● **EXERCISE A**
Summarize the discussion of Ethereum's move to proof-of-stake in two sentences.

Any Ethereum L2 that commits transaction bundles to the mainnet, plus anything on Binance's EVM chain, Cardano, Solana, Polkadot, Avalanche... They're all proof-of-stake or not based on PoW.

And, Ethereum will transition to PoS by this year, ideally in August. All of the popular nine Ethereum execution/consensus clients should be ready for the merge, and mainnet has already been test-merged five times successfully.

The first existing PoW testnet will be merged on the first week of June. After that, there's two testnets remaining that will be upgraded (Ropsten -> Goerli -> Sepolia), and then it's time for mainnet.


> Ethereum will transition to PoS by this year, ideally in August.

I feel like every year is the year when Ethereum will finally transition to PoS, but it never happens.


Name another year that has had feature-ready clients across the board, with a working merge transition mechanism implemented across all of them. The proof-of-stake chain we're merging to was launched in December of 2020, and has been running since, with almost 400'000 validators currently.


The difference is that this time we actually have testnets already running the full Proof-of-Stake code, most recent news on this front is that the Ropsten testnet will merge on June 8th, that's a huge milestone considering Ropsten is like _the_ testnet if you're developing for the EVM, and is only slightly younger than the ETH mainnet itself.


Bit harsh when many software projects in the world are delayed. Ethereum was released in 2015


I've seen stories detailing how they were ready to switch to PoS by "the end of the year" as far back as 2017. Ethereum has been PoW for it's entire existence, and has also been promising PoS for almost 3/4 of that time. It's not impossible that this time it's really true, but I'll believe it when it happens.

● **EXERCISE B**
Return, word for word, the lines of the listing from its first line through the line holding "positive clicks: (532, 236)", inclusive.

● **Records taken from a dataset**
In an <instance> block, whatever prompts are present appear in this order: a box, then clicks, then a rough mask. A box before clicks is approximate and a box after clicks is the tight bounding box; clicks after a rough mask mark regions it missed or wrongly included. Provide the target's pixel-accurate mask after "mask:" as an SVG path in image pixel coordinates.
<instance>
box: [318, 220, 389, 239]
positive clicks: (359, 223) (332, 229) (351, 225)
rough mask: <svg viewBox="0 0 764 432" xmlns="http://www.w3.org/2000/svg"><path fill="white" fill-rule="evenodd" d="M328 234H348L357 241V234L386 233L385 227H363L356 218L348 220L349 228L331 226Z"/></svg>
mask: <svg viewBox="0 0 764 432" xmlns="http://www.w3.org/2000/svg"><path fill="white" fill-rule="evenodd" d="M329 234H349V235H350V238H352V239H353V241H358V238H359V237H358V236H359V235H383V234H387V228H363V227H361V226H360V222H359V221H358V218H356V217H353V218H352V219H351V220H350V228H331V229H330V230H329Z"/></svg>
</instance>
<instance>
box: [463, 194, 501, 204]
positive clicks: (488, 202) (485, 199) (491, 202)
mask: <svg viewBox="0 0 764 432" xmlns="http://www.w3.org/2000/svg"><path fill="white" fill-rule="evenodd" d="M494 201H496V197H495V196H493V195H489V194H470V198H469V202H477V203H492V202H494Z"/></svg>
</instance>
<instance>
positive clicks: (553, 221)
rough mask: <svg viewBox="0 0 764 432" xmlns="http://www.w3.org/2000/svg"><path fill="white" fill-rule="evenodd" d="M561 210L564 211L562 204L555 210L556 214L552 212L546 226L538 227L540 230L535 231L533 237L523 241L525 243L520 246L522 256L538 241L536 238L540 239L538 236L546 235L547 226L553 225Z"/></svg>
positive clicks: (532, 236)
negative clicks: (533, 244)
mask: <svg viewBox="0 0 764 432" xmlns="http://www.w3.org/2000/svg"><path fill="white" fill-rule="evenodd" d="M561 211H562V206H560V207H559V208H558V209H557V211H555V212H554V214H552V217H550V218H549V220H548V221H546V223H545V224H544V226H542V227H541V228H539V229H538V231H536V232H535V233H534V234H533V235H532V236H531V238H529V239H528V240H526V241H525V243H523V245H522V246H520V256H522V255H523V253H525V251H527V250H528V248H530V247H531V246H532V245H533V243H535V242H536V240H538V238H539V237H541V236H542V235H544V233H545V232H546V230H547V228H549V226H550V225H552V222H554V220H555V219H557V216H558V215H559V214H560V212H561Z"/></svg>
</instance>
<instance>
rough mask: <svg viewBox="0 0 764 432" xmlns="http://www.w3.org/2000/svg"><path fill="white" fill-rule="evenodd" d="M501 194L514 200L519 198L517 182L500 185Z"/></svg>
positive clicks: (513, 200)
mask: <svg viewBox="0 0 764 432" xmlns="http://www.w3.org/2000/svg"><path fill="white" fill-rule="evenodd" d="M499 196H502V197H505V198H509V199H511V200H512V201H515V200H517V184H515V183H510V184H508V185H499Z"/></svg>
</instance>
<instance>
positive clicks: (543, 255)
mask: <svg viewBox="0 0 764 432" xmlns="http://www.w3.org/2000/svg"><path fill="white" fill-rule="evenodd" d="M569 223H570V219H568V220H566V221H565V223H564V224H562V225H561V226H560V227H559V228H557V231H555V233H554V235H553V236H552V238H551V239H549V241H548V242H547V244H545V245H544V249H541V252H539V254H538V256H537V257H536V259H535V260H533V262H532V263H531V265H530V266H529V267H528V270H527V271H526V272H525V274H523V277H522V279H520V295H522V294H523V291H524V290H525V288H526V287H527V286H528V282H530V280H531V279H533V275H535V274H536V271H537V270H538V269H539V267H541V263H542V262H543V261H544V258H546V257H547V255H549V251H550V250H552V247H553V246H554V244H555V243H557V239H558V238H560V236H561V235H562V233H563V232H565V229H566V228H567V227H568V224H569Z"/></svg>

● **OUTPUT A**
Supporters say Ethereum will switch to proof-of-stake this year, ideally in August, citing ready clients, five successful test merges of mainnet, a proof-of-stake chain that has been running since December 2020, and the Ropsten testnet's planned merge on June 8th. Doubters counter that the switch has been promised every year, as far back as 2017, and one of them says they will believe it when it happens.

● **OUTPUT B**
In an <instance> block, whatever prompts are present appear in this order: a box, then clicks, then a rough mask. A box before clicks is approximate and a box after clicks is the tight bounding box; clicks after a rough mask mark regions it missed or wrongly included. Provide the target's pixel-accurate mask after "mask:" as an SVG path in image pixel coordinates.
<instance>
box: [318, 220, 389, 239]
positive clicks: (359, 223) (332, 229) (351, 225)
rough mask: <svg viewBox="0 0 764 432" xmlns="http://www.w3.org/2000/svg"><path fill="white" fill-rule="evenodd" d="M328 234H348L357 241V234L386 233L385 227H363L356 218L348 220L349 228L331 226Z"/></svg>
mask: <svg viewBox="0 0 764 432" xmlns="http://www.w3.org/2000/svg"><path fill="white" fill-rule="evenodd" d="M329 234H349V235H350V238H352V239H353V241H358V238H359V237H358V236H359V235H383V234H387V228H363V227H361V226H360V222H359V221H358V218H356V217H353V218H352V219H351V220H350V228H331V229H330V230H329Z"/></svg>
</instance>
<instance>
box: [463, 194, 501, 204]
positive clicks: (488, 202) (485, 199) (491, 202)
mask: <svg viewBox="0 0 764 432" xmlns="http://www.w3.org/2000/svg"><path fill="white" fill-rule="evenodd" d="M494 201H496V197H495V196H493V195H489V194H470V198H469V202H477V203H492V202H494Z"/></svg>
</instance>
<instance>
positive clicks: (553, 221)
rough mask: <svg viewBox="0 0 764 432" xmlns="http://www.w3.org/2000/svg"><path fill="white" fill-rule="evenodd" d="M561 210L564 211L562 204L555 210L556 214L552 212L546 226L538 227L540 230L535 231L533 237L523 241L525 243L520 246L522 256L538 241L536 238L540 239L538 236L546 235L547 226L553 225Z"/></svg>
positive clicks: (532, 236)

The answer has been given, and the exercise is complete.